### STATED EXERCISE
Transcribe all of the records word for word, but omit the pictures.

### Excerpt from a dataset
· · · ·

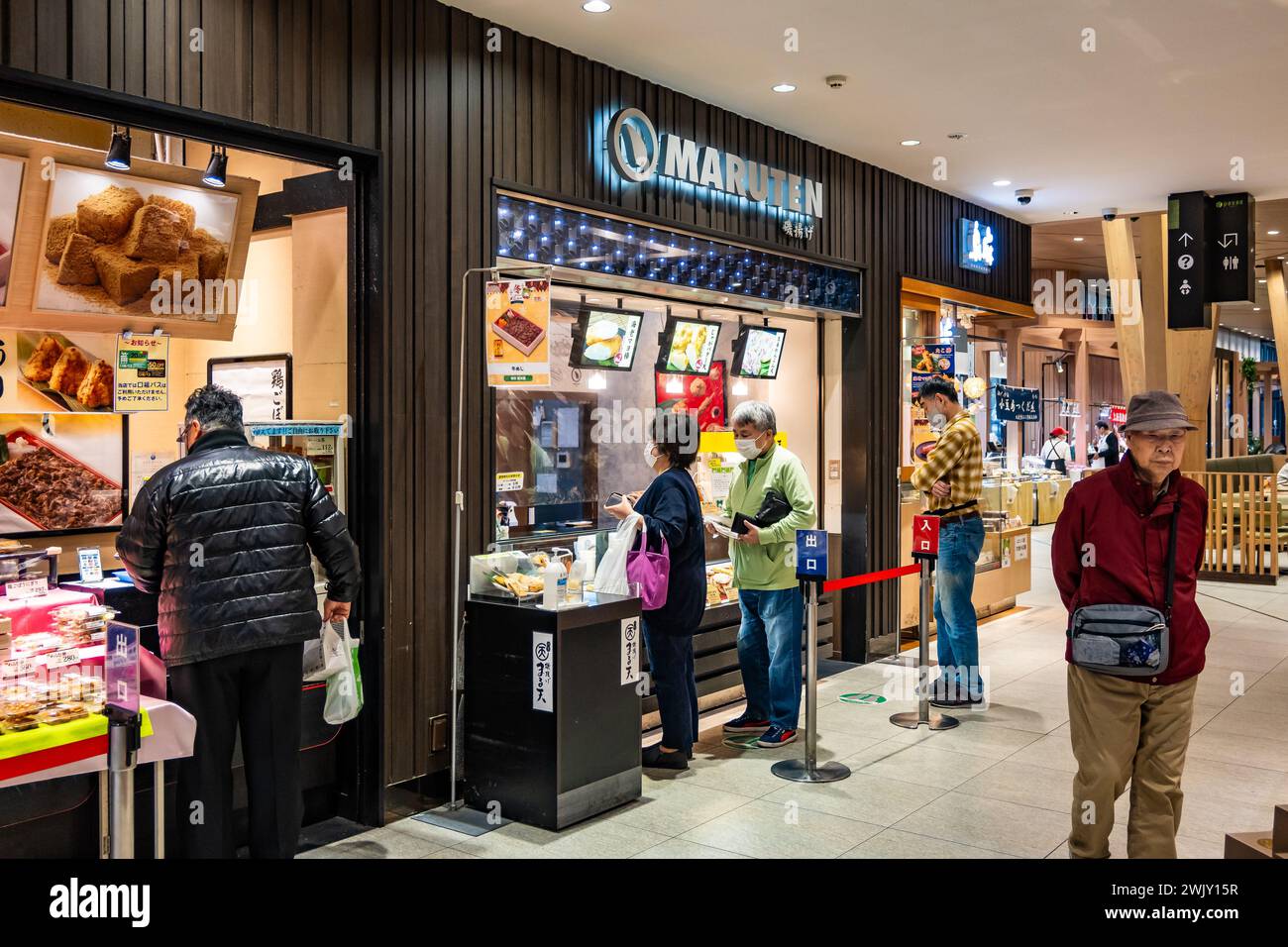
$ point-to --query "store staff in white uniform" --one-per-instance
(1056, 453)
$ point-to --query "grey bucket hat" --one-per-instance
(1155, 411)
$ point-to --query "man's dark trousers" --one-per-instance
(261, 690)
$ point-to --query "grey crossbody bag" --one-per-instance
(1127, 641)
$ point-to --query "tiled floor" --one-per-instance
(999, 787)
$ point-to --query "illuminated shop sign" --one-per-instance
(639, 154)
(975, 249)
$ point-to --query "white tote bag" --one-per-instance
(610, 571)
(325, 656)
(344, 689)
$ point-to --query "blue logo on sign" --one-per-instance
(811, 553)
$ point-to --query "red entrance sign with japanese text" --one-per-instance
(925, 536)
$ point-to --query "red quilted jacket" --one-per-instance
(1127, 532)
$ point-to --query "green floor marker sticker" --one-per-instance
(866, 698)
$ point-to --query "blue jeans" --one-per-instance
(769, 654)
(957, 633)
(670, 663)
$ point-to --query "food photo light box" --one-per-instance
(688, 347)
(604, 338)
(758, 352)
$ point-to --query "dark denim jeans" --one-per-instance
(670, 661)
(769, 654)
(956, 630)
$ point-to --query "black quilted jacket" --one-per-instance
(223, 536)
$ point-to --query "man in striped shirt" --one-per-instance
(952, 478)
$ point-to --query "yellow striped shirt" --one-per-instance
(956, 458)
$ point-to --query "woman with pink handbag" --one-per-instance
(670, 565)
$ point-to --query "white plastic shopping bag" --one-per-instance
(344, 689)
(610, 571)
(325, 656)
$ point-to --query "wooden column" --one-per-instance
(1155, 338)
(1082, 394)
(1121, 262)
(1189, 375)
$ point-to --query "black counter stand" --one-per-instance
(552, 710)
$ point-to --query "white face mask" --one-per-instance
(746, 446)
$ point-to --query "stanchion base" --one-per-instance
(911, 720)
(799, 771)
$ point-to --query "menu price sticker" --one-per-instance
(142, 379)
(90, 564)
(26, 587)
(17, 668)
(62, 659)
(509, 480)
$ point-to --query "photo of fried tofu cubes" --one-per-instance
(95, 388)
(123, 277)
(155, 235)
(43, 359)
(124, 245)
(107, 215)
(76, 265)
(55, 240)
(68, 371)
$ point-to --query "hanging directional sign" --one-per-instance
(1232, 249)
(1188, 261)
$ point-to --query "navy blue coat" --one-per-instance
(671, 506)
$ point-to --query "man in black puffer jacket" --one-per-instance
(223, 536)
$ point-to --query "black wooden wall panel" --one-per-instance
(417, 81)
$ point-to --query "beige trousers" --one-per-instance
(1127, 731)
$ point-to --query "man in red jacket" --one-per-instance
(1111, 548)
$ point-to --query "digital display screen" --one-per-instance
(758, 352)
(688, 347)
(605, 339)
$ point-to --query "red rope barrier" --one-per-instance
(850, 581)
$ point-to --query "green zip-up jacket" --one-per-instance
(769, 566)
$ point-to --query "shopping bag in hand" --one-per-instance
(325, 656)
(344, 689)
(610, 571)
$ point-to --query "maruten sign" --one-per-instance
(638, 153)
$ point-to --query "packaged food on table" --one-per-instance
(81, 624)
(62, 712)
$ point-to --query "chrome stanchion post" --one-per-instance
(159, 809)
(807, 770)
(123, 742)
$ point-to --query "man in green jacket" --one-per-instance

· · · ·

### TASK OUTPUT
$ point-to --query "store staff in white uniform" --one-per-instance
(1056, 453)
$ point-to --query "grey bucket hat" --one-per-instance
(1155, 411)
$ point-to --query "man's dark trousers" --one-per-instance
(261, 690)
$ point-to --query "grey crossbody bag" --one-per-instance
(1127, 641)
$ point-to --query "tiled floor" --one-per-instance
(999, 787)
$ point-to --query "illuminated shop sign" --one-per-instance
(639, 154)
(975, 249)
$ point-to --query "white tote bag" --one-per-instance
(610, 571)
(325, 656)
(344, 689)
$ point-to --query "blue logo on sign" --one-per-instance
(811, 553)
$ point-to --query "red entrance sign with japanese text" --one-per-instance
(925, 536)
$ point-to --query "red quilted jacket" --one-per-instance
(1127, 532)
$ point-to --query "green floor marker sticker" --one-per-instance
(866, 698)
$ point-to --query "blue jeans" --one-per-instance
(769, 654)
(957, 633)
(670, 663)
$ point-to --query "food photo light box" --one-per-instance
(688, 347)
(604, 338)
(758, 352)
$ point-to --query "dark denim jeans" --one-per-instance
(670, 661)
(769, 654)
(956, 630)
$ point-to --query "black quilted jacket" --one-per-instance
(223, 536)
$ point-to --query "man in striped shirt" --one-per-instance
(952, 478)
$ point-to --query "yellow striped shirt" --one-per-instance
(956, 458)
$ point-to --query "woman with pink handbag" --one-per-instance
(670, 565)
$ point-to --query "white plastic shopping bag" --one-per-instance
(344, 689)
(610, 571)
(325, 656)
$ point-to --query "wooden column" --one-per-instance
(1155, 338)
(1082, 394)
(1121, 262)
(1189, 375)
$ point-to --query "black counter stand" --one-per-instance
(552, 710)
$ point-to --query "white face mask" --one-per-instance
(746, 446)
$ point-to --query "stanchion base" --one-per-instance
(911, 720)
(799, 771)
$ point-to --query "menu price sticker" --one-per-instance
(142, 379)
(90, 564)
(26, 587)
(17, 668)
(62, 659)
(509, 480)
$ point-to --query "photo of fried tofu cubes" --one-per-instance
(95, 388)
(123, 277)
(155, 235)
(43, 359)
(124, 245)
(107, 215)
(76, 265)
(55, 240)
(68, 371)
$ point-to --query "hanging directional sign" --one-per-instance
(1232, 249)
(1188, 261)
$ point-to --query "navy blue coat" --one-per-instance
(671, 506)
$ point-to --query "man in black puffer jacket" --one-per-instance
(223, 536)
$ point-to --query "black wooden wall panel" --one-per-instance
(417, 81)
$ point-to --query "beige trousers" --one-per-instance
(1127, 731)
$ point-to --query "man in red jacket" --one-per-instance
(1111, 548)
$ point-to --query "digital display screen" --one-per-instance
(758, 352)
(688, 347)
(605, 339)
$ point-to --query "red rope barrier" --one-per-instance
(850, 581)
$ point-to --query "green zip-up jacket" --one-per-instance
(769, 566)
$ point-to --query "shopping bag in hand" --one-per-instance
(325, 656)
(344, 689)
(610, 571)
$ point-to --query "maruten sign" --one-per-instance
(638, 153)
$ point-to --query "packaged food on table" --one-per-instance
(81, 624)
(62, 712)
$ point-to --query "chrome stanchion post" --one-per-instance
(159, 809)
(807, 770)
(123, 742)
$ point-to --query "man in green jacket" --one-per-instance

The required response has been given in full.